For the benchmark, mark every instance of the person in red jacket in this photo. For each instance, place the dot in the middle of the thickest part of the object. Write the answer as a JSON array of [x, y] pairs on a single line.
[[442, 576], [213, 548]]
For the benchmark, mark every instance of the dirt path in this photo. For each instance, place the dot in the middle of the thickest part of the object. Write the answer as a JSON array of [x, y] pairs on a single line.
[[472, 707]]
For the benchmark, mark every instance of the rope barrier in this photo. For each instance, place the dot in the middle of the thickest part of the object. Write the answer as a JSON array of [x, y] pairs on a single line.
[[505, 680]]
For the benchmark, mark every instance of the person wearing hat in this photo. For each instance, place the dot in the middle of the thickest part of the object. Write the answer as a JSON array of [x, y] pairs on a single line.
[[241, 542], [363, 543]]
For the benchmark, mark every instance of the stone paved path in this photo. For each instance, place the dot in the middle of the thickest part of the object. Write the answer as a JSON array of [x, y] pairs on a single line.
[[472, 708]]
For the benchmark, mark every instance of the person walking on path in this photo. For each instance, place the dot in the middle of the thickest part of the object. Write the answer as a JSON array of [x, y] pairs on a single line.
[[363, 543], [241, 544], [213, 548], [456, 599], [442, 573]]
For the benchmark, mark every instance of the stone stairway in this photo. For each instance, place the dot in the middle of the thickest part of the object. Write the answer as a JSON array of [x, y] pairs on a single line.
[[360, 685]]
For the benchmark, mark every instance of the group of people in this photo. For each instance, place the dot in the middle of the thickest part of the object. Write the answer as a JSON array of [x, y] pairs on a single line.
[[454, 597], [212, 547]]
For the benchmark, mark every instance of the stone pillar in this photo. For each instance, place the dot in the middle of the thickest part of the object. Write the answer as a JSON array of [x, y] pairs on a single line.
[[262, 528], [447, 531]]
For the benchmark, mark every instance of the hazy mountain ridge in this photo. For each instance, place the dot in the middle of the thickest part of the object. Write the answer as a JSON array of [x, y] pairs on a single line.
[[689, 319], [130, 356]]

:::::

▸ **Problem description**: Print the entire listing above verbatim, with every line unchanged and in its original order.

▸ **Right answer**:
For the benchmark, mark every instance of the person in red jacket in this photo. For each instance, place the dot in the middle of the thickest part of the object. Write the answer as a JSON array of [x, y] pairs on a single line.
[[442, 576], [213, 548]]
For the benchmark, mark every instance of the dirt path in this photo. For each instance, place the dot in the middle of the thickest part of the object. Write the answer as a JSON array of [x, y] pairs on a single line.
[[472, 707]]
For the benchmark, mark every instance of the rope barrier in this photo. For each instance, place the dot in the middle of the thickest part of the object. Write the answer as a JSON array of [x, y] pairs on a single line.
[[505, 680]]
For the benchmark, mark every instance of the person wearing hat in this photo. For each instance, place the dot in the middle of the thickest part of the object. Write the answer as a JSON array of [x, y] pairs on a single line.
[[241, 542], [363, 543]]
For the benchmark, mark every instance of the stone paved path in this photo. For each instance, place the dot in the middle of the thickest part of the object. Write the answer as a JSON array of [x, y] pairs on a single line.
[[472, 708]]
For the benchmark, mark every instance of the person walking on path in this photo. For each instance, place the dot in the middle of the thickest part of the object. Write the answer as a JSON array of [x, y] pairs on a single line.
[[363, 543], [241, 544], [213, 548], [456, 599], [442, 573]]
For the benchmark, mark every instance of the stone stairway in this photo. For each instance, place the dot in the middle of the thickest part of the object. Write the answer as a JSON array of [x, y] pairs on a single line.
[[360, 685]]
For the benchmark, mark every instance of the group of people in this photo. For each instance, place the dot in the middle of the thickest part of the object. Write the answer as a JSON array of [x, y] pairs on a single line.
[[454, 597], [212, 547]]
For the benchmark, mark every instance of the stone pillar in this photo. For each instance, place the dot in the middle of the thickest part of the object. Write the answer as a JSON array of [x, y] pairs on a single line.
[[262, 528], [447, 531]]
For the benchmark, mark every instance of the hazy mountain ridge in this photo. For each instance, place the dot in the middle of the thickest part of the object. Write the answer as a JSON array of [x, y] pairs on a single line.
[[689, 319], [130, 356]]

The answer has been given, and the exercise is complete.